** WHAT THIS TASK INVOLVES **
Search for the word "lamp" in the entries. Each line that holds it should be copied.

** Stored entries **

○ ○ ○ ○

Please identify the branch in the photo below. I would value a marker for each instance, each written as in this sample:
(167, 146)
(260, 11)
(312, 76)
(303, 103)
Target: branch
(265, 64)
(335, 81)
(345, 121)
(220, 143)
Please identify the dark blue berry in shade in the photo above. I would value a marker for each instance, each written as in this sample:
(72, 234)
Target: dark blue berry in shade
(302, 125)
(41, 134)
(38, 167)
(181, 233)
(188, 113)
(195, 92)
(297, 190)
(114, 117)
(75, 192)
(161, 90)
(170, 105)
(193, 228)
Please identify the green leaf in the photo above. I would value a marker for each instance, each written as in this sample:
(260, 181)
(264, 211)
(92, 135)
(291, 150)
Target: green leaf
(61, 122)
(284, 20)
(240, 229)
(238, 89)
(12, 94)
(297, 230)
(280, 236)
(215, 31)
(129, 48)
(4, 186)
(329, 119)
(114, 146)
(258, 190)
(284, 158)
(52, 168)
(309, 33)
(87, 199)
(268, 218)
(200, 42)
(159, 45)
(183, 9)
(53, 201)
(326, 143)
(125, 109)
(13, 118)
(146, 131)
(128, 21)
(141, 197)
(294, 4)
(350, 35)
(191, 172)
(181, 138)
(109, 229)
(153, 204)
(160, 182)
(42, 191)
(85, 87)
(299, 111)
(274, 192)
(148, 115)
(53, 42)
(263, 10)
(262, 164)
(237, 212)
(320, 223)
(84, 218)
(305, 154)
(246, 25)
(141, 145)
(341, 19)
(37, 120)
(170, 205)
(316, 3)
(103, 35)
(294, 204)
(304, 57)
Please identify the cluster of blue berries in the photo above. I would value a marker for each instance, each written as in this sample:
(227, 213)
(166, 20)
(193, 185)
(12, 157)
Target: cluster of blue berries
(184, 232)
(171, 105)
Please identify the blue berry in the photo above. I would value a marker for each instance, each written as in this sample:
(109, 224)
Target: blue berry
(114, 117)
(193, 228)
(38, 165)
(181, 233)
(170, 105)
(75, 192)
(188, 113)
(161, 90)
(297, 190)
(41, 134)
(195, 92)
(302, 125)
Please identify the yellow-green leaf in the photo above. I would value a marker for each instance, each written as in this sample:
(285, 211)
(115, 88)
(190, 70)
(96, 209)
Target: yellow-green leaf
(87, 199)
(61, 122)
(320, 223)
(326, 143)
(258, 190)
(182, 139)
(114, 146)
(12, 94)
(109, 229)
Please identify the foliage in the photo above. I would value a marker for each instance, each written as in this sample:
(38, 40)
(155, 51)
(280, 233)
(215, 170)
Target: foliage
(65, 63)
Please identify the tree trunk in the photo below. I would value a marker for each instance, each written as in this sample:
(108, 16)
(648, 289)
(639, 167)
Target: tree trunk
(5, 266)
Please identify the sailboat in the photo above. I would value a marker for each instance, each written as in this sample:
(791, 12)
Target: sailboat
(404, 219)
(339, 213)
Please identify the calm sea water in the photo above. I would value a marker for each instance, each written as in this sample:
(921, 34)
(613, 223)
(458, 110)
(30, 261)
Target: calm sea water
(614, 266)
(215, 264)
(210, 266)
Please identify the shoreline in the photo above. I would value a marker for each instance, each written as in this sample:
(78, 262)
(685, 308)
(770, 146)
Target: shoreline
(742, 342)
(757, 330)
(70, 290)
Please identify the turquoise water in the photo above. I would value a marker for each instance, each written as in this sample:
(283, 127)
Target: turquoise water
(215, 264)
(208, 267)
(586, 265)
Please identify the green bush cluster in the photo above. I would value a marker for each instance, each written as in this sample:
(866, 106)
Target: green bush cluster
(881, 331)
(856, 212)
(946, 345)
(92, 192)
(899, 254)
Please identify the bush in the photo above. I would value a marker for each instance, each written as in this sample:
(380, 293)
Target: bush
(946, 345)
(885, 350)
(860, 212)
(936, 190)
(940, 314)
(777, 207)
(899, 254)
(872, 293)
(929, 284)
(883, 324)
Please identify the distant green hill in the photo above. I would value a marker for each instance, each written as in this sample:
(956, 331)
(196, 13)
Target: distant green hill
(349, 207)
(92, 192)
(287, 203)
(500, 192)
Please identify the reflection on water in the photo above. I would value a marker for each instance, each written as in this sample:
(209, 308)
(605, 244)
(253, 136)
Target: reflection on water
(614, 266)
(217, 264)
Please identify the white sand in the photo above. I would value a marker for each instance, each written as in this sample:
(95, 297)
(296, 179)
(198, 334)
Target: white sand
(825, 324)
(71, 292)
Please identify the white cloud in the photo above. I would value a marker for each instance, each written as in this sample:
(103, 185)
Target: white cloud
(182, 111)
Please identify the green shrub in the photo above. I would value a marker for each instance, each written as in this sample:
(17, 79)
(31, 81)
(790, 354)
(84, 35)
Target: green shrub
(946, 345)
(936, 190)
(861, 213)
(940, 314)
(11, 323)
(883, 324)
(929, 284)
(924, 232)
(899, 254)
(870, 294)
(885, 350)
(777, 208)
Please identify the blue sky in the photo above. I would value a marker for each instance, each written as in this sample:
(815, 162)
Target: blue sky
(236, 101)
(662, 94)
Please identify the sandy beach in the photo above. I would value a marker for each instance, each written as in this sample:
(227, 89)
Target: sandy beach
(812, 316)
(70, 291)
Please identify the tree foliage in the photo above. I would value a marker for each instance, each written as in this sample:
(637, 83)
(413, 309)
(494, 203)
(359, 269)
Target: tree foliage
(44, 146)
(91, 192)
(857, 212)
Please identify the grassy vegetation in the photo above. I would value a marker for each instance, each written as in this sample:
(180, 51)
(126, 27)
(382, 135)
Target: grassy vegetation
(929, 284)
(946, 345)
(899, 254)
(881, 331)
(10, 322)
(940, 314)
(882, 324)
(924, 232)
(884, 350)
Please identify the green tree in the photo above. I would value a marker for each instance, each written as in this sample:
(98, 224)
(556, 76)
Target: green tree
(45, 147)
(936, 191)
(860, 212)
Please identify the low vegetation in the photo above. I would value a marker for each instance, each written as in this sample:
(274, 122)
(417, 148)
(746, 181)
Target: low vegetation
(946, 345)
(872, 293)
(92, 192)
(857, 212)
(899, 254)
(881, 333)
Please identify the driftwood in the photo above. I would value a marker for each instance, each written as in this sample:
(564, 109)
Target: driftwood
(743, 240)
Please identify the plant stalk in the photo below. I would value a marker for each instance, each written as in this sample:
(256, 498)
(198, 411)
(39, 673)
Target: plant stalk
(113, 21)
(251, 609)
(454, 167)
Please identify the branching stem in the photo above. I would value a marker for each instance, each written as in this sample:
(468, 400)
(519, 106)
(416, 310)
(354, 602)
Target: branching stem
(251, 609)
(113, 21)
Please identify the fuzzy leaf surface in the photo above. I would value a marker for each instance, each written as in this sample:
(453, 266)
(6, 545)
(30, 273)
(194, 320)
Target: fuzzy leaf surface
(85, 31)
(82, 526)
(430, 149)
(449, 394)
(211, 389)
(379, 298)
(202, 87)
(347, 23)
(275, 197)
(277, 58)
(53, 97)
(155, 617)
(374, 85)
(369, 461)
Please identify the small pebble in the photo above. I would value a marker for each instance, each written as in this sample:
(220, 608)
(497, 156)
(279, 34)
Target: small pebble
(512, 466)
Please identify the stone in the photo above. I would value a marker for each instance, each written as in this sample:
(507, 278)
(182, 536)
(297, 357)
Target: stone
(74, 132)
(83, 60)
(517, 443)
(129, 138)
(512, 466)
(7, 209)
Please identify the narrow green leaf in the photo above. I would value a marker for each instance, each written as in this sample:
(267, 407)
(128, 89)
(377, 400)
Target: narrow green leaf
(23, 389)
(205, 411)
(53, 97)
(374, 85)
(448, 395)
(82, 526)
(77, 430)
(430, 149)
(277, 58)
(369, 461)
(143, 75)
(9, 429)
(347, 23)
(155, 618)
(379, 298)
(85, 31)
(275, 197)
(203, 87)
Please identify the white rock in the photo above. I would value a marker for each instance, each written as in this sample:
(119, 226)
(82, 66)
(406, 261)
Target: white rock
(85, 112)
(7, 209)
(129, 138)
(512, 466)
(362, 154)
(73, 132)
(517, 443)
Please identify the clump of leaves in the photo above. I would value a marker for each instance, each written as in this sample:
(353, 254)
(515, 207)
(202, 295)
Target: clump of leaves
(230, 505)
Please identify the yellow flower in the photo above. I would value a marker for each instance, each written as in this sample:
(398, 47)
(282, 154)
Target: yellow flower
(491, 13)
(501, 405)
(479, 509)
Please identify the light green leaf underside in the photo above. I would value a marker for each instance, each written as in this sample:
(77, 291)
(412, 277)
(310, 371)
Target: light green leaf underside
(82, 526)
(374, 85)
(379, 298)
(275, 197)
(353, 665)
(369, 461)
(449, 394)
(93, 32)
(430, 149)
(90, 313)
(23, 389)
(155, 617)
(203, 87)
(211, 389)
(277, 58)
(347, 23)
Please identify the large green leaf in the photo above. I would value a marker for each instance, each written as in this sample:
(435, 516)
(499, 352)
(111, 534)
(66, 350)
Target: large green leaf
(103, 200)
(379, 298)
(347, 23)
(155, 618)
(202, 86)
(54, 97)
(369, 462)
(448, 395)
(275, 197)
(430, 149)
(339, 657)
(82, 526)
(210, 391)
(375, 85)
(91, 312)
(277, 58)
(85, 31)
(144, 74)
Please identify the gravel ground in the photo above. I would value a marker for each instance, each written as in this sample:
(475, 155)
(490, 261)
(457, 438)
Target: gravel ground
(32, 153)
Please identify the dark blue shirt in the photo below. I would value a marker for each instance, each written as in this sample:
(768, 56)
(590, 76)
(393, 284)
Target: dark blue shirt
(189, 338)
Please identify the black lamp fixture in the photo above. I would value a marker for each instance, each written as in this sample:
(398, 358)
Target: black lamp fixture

○ ○ ○ ○

** TASK ANSWER **
Please identify the black lamp fixture in the photo above. I would value a marker for each instance, each written as in this sample:
Target: black lamp fixture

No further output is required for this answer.